● **Task to carry out**: Search the data below for the line containing "Target: pedestrian on plaza", then please set down that line and all remaining ones exactly as written.

● **Point-per-instance localization data**:

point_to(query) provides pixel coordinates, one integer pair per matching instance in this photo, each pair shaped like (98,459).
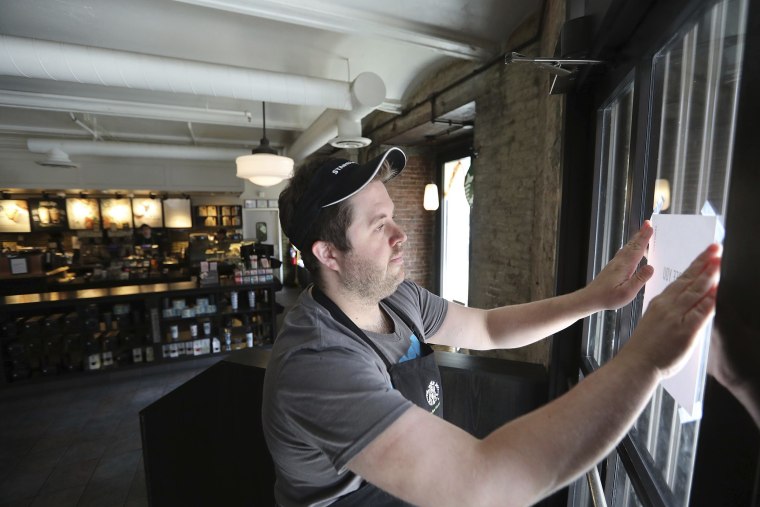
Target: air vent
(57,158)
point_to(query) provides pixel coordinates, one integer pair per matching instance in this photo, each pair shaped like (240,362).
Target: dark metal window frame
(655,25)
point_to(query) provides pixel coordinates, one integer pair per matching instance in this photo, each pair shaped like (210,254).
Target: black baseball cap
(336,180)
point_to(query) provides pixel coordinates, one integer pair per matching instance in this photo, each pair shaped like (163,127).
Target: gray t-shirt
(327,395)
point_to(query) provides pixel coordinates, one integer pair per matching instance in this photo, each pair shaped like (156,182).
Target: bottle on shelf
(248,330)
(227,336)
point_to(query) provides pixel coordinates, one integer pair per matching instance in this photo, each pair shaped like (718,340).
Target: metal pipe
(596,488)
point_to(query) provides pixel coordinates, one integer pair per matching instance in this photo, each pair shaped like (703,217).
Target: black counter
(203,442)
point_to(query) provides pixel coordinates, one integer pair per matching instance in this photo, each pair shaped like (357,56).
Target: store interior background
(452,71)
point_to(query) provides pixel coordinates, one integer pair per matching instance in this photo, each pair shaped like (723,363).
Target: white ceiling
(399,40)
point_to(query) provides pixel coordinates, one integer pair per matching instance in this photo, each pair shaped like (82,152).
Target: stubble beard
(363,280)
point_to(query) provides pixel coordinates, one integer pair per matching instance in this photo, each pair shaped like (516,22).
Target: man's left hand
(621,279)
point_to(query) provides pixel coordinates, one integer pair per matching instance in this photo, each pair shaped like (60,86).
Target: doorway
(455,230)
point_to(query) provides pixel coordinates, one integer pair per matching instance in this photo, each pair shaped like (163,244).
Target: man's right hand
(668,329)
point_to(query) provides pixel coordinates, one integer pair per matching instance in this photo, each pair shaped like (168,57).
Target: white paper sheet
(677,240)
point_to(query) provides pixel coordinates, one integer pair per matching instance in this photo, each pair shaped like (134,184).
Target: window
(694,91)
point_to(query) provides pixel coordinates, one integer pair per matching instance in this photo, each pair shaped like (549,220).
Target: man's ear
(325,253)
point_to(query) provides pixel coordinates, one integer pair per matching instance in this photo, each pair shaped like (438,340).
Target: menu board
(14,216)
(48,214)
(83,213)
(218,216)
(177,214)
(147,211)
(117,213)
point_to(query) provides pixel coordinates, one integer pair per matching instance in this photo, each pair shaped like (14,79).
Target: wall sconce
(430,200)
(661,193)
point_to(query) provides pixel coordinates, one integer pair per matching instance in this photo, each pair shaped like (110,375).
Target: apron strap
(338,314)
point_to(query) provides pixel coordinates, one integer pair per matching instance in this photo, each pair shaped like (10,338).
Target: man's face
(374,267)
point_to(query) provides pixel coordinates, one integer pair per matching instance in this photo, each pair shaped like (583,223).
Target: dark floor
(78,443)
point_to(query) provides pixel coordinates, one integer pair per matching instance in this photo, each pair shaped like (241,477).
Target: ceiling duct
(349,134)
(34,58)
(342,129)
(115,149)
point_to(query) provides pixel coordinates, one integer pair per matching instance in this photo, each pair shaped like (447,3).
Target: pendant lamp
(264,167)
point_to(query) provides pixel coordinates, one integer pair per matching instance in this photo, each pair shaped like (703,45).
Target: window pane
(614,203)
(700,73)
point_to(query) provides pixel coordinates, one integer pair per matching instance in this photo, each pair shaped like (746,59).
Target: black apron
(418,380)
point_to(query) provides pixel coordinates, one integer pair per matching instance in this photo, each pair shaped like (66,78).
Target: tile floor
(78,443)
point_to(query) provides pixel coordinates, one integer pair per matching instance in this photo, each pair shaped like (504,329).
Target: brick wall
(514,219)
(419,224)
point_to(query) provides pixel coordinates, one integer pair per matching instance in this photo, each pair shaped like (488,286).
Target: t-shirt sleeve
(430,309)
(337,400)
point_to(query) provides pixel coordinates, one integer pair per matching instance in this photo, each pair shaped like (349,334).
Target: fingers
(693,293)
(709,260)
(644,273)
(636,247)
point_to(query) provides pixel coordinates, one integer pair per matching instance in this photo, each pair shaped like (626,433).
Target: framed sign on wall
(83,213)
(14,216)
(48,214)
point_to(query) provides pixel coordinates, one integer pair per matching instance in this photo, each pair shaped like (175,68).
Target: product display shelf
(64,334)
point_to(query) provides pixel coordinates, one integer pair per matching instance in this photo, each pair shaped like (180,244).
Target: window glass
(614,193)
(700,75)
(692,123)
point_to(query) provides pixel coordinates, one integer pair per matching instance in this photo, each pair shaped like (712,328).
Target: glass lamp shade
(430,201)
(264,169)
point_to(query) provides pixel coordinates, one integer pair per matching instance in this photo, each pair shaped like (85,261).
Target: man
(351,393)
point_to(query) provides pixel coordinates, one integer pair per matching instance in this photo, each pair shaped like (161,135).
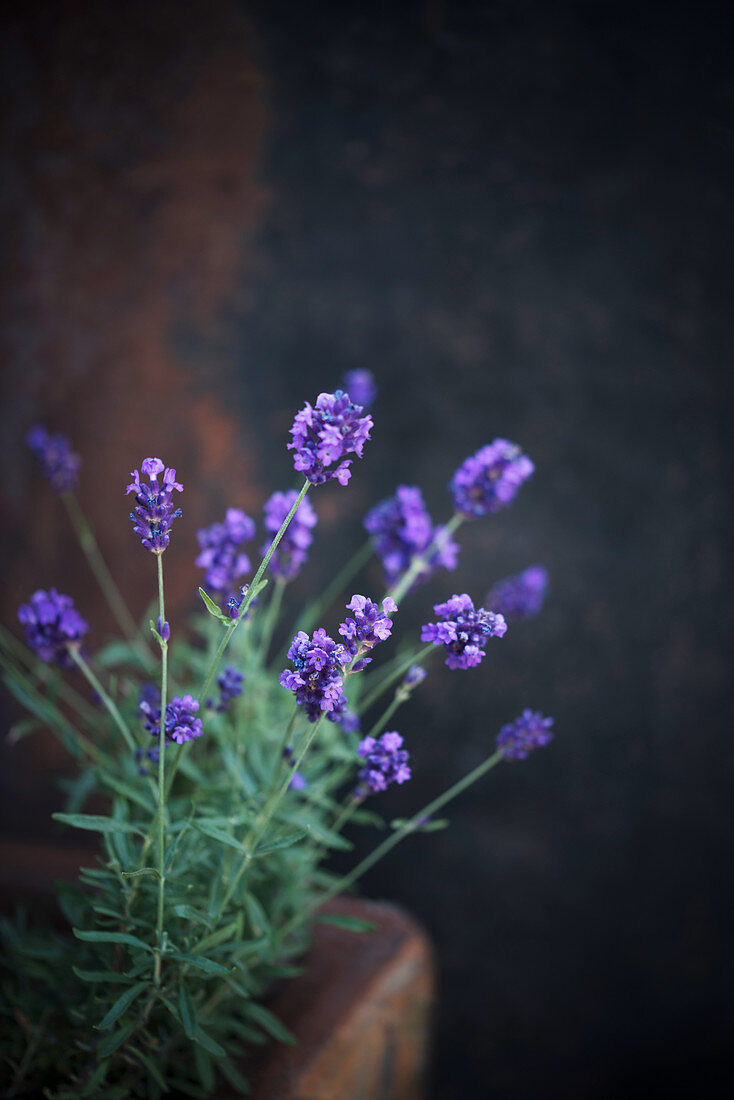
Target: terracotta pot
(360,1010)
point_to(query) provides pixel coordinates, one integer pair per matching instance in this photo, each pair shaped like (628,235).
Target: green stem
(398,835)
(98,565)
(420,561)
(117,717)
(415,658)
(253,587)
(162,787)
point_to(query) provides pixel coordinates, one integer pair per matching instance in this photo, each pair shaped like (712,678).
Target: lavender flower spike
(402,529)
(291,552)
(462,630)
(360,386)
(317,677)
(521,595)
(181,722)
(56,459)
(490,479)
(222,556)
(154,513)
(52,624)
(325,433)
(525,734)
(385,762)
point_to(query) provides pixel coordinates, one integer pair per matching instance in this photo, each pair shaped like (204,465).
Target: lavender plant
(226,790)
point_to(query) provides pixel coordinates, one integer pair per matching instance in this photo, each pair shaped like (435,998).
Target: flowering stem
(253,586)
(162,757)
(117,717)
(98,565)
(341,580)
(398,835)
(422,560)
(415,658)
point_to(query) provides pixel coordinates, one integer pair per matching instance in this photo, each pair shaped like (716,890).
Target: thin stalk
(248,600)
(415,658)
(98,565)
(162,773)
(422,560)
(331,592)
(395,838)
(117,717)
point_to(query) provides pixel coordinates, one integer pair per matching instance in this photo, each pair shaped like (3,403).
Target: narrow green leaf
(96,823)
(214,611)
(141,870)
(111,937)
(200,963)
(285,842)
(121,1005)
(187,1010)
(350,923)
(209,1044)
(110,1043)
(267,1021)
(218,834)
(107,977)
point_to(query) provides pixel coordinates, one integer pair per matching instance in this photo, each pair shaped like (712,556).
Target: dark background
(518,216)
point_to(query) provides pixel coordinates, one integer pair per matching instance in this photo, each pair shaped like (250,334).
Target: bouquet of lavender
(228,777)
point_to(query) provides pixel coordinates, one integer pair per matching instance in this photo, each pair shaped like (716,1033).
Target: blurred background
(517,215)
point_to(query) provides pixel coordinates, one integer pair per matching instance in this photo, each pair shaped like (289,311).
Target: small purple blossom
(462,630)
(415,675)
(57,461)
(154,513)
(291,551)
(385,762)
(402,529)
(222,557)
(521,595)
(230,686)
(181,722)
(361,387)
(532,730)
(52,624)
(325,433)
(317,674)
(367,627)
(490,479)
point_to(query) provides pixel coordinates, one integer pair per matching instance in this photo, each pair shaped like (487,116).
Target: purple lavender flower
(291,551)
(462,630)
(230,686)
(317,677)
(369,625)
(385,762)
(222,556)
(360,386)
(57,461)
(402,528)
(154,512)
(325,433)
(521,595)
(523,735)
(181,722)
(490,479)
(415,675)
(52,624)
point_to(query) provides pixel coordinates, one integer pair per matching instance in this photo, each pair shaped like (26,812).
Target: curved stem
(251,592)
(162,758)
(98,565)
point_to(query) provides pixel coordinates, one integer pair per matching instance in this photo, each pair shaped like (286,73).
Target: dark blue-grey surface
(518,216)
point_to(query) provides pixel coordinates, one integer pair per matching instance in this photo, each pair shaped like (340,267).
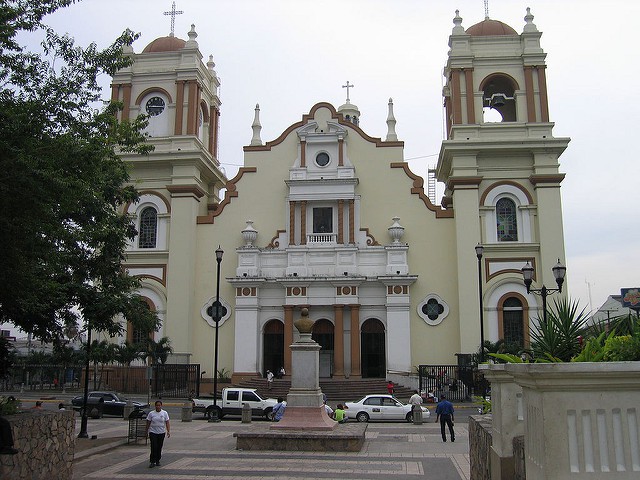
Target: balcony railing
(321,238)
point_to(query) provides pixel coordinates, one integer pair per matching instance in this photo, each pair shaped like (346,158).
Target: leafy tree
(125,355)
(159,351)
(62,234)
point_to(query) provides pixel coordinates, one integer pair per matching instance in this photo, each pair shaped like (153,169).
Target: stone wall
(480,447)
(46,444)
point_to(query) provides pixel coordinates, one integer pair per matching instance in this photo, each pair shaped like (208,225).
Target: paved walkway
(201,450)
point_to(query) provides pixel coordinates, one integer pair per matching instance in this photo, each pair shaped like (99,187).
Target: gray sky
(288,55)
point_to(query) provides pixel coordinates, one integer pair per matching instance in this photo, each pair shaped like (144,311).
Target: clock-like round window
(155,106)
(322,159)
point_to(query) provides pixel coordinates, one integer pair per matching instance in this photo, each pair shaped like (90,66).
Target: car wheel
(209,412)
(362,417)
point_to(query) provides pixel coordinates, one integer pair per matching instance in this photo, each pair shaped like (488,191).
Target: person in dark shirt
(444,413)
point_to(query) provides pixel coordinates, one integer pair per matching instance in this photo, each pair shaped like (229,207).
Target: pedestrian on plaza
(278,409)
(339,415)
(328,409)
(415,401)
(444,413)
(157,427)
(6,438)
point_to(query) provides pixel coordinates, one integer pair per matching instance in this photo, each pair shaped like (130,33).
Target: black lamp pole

● **Reply**:
Target: pedestrian on plaza
(278,409)
(339,415)
(328,409)
(415,401)
(444,413)
(157,427)
(6,438)
point_to(query) provides pixel coordinates, one integer pair per matching instance in this photo, each pair shaped like (130,33).
Target: black lamp pole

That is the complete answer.